課題 =
「Looking at the screenshot above, identify the mirror」を含む行から最後の行までを、「mirror」を「wall mirror」に書き換え、ほかは一切変えずにもう一度示してもらえますか？

提供された行 =
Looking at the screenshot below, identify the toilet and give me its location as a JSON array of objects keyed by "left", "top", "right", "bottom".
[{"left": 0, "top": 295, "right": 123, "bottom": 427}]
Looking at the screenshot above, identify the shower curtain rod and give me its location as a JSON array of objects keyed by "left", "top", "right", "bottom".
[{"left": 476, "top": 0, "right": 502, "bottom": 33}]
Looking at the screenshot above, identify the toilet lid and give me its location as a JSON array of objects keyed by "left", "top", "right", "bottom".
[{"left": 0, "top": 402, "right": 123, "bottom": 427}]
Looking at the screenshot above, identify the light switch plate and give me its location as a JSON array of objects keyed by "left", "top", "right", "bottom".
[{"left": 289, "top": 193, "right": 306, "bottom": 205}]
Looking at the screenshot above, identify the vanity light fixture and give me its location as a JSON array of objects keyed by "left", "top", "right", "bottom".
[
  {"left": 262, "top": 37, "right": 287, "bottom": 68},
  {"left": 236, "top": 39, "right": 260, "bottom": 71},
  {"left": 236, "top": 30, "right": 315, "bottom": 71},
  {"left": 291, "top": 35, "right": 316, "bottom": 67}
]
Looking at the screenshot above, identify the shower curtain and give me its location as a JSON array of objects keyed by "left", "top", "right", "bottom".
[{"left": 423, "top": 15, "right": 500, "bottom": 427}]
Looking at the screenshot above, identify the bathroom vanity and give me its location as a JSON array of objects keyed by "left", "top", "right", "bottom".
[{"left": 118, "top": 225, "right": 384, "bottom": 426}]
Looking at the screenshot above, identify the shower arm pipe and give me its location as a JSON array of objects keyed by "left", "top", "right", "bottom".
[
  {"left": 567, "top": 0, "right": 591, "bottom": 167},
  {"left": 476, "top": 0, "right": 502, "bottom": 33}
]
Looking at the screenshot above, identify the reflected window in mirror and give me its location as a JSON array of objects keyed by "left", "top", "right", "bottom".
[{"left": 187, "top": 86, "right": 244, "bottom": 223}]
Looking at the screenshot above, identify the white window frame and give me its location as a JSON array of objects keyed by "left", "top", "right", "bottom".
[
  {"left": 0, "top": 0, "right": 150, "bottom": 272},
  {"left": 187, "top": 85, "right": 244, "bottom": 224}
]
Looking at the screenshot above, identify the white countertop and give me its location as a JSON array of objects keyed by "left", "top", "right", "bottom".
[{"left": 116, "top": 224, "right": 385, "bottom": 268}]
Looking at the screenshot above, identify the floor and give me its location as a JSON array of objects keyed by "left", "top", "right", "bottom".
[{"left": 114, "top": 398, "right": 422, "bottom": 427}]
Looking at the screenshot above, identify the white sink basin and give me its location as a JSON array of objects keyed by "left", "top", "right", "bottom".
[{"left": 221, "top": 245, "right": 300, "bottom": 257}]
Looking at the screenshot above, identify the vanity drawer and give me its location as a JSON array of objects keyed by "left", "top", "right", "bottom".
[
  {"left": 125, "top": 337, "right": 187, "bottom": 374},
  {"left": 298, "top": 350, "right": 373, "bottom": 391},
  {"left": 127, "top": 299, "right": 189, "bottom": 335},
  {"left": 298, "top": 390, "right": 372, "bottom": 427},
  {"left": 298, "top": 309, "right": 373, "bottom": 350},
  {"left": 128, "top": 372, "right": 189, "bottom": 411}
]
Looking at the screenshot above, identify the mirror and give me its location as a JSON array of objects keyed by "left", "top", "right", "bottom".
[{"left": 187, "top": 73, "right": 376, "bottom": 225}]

結果 =
Looking at the screenshot above, identify the wall mirror and give me its location as a JSON array of objects keyed by "left", "top", "right", "bottom".
[{"left": 187, "top": 73, "right": 376, "bottom": 225}]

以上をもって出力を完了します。